--- TEXT EXCERPT Enclosed Below ---
Thursday, November 3, 2011

Parents with Special Needs Face Adversity

Fascinating story from a City on a Hill, student newspaper at the University of California Santa Cruz.

Like any new parent, Ryan Haley hadn’t the slightest clue on how to change a diaper when his daughter Emily was born four years ago. Like any new parent, he had to learn how to get down to his daughter’s eye level when talking to her. And like any new parent, Haley was sleep-deprived every night after waking up multiple times to attend to her cries.
However, when Haley was late to pick up Emily one day from preschool, Emily came home with a note attached to her shirt that threatened contact with Child Protective Services if he was ever late again. The emergency contacts Emily’s school kept on file were never even notified. It was clear to the Haley and his wife Paula Blair they weren’t being treated like any other new parents.
--- End of Enclosed TEXT EXCERPT ---
--- PROVIDED INFORMATION Enclosed Below ---
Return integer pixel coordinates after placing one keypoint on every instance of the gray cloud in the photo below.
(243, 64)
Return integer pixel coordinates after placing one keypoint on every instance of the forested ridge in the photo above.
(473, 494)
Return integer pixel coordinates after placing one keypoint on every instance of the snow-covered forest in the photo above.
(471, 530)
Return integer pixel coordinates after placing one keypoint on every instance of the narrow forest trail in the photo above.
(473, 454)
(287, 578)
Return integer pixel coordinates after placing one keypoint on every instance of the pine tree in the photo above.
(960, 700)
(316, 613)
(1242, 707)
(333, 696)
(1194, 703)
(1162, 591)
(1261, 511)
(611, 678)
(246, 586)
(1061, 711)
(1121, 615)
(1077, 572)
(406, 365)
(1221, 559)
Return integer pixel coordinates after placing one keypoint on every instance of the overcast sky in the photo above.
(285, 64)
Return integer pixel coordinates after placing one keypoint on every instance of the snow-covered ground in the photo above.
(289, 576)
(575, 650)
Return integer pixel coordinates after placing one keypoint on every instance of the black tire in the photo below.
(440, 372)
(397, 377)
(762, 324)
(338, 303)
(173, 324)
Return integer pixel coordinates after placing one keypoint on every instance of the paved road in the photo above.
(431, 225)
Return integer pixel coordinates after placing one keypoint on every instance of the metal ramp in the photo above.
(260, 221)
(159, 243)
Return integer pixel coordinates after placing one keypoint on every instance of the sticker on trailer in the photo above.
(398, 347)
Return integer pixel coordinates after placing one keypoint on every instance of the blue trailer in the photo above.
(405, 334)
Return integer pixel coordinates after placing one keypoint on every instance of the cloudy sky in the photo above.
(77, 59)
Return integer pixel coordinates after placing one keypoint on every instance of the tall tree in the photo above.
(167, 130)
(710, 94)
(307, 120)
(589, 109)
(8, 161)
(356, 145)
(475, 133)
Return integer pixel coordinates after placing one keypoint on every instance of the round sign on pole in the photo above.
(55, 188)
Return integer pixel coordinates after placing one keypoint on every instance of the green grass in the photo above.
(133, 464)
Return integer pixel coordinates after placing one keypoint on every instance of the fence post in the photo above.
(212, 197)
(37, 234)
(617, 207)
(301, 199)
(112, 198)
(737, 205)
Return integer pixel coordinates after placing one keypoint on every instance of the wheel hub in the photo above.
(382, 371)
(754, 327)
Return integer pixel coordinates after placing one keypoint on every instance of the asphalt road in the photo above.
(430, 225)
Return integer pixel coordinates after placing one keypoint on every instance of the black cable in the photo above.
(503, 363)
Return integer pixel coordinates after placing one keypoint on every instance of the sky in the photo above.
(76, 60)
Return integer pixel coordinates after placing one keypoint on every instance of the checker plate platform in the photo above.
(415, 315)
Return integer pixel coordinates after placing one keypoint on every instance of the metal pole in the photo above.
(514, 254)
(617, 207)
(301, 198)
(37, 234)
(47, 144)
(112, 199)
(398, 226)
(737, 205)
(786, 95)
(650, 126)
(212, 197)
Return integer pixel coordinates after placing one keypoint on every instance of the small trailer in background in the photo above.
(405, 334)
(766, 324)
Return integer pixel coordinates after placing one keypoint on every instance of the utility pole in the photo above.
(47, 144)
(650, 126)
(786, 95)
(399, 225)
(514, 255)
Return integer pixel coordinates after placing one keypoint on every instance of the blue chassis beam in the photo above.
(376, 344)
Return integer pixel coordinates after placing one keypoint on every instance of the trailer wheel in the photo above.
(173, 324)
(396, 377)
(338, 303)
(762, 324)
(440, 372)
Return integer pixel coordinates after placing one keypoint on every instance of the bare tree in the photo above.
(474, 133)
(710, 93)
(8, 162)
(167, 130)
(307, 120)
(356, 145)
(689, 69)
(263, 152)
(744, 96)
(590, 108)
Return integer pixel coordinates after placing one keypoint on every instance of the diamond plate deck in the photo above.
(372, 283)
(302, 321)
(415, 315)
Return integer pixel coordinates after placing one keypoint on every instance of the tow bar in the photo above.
--- End of Enclosed PROVIDED INFORMATION ---
DIRECTIONS FOR THIS TASK => Carry on the blog post about parents with special needs facing adversity, starting right after its final sentence.

RESPONSE FOR THIS EXERCISE =>
Haley and Blair are Special Olympics athletes from Butte County, Calif. Haley is diagnosed with dyslexia and learning disabilities that keep his reading at a second-grade level and Blair has a speech disability that makes pronouncing longer words difficult. Though the couple have faced some hardships, they consider themselves lucky. Not only do they have a healthy, beautiful four-year-old, but they have custody of her, unlike many parents who have been deemed inadequate caretakers and lost custody of their children.
During the past century, the number of families headed by a parent with an intellectual and/or developmental disability has increased substantially, according to the Research and Training Center of Community Living of the University of Michigan.